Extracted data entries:
[start]

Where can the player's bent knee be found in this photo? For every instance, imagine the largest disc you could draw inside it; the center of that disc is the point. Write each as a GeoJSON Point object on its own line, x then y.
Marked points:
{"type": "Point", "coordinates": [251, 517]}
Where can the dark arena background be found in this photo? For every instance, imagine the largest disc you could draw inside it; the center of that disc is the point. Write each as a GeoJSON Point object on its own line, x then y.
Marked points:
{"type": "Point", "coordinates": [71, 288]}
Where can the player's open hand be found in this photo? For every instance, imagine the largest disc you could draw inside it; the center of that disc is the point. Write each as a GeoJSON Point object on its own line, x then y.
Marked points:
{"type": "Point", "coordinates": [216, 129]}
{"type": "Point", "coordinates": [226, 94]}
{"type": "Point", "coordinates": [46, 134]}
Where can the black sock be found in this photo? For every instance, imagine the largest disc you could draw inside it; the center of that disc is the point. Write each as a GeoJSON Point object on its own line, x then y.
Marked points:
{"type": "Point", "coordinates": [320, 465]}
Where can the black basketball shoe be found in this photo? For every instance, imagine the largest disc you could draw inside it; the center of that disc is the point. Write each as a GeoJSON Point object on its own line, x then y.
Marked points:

[end]

• Directive: Please write out every line of the material above, word for word and without any changes.

• Output:
Where can the player's bent knee be found in this photo? For every instance, imagine the largest disc you could draw inside it; the center of that disc is the point. Write each as a GeoJSON Point object on its own line, x then y.
Marked points:
{"type": "Point", "coordinates": [251, 517]}
Where can the dark arena background be found in this photo? For every instance, imagine the largest disc you could draw inside it; the center of that disc is the point. Write each as a GeoJSON Point object on its own line, x then y.
Marked points:
{"type": "Point", "coordinates": [71, 288]}
Where can the player's open hand be found in this photo? For every instance, imagine the largest disc you could draw inside it; the center of that disc is the point. Write each as a GeoJSON Point object on its own line, x then y.
Marked points:
{"type": "Point", "coordinates": [216, 129]}
{"type": "Point", "coordinates": [226, 94]}
{"type": "Point", "coordinates": [46, 134]}
Where can the black sock be found in this photo? For every instance, imagine the largest disc you could draw inside it; the center of that disc is the point. Write each as a GeoJSON Point object on its own line, x then y.
Marked points:
{"type": "Point", "coordinates": [320, 465]}
Where can the black basketball shoe be found in this photo? For every instance, imagine the largest disc you could draw inside it; the center of that disc is the point. Write each as a GeoJSON Point object on its own line, x then y.
Marked points:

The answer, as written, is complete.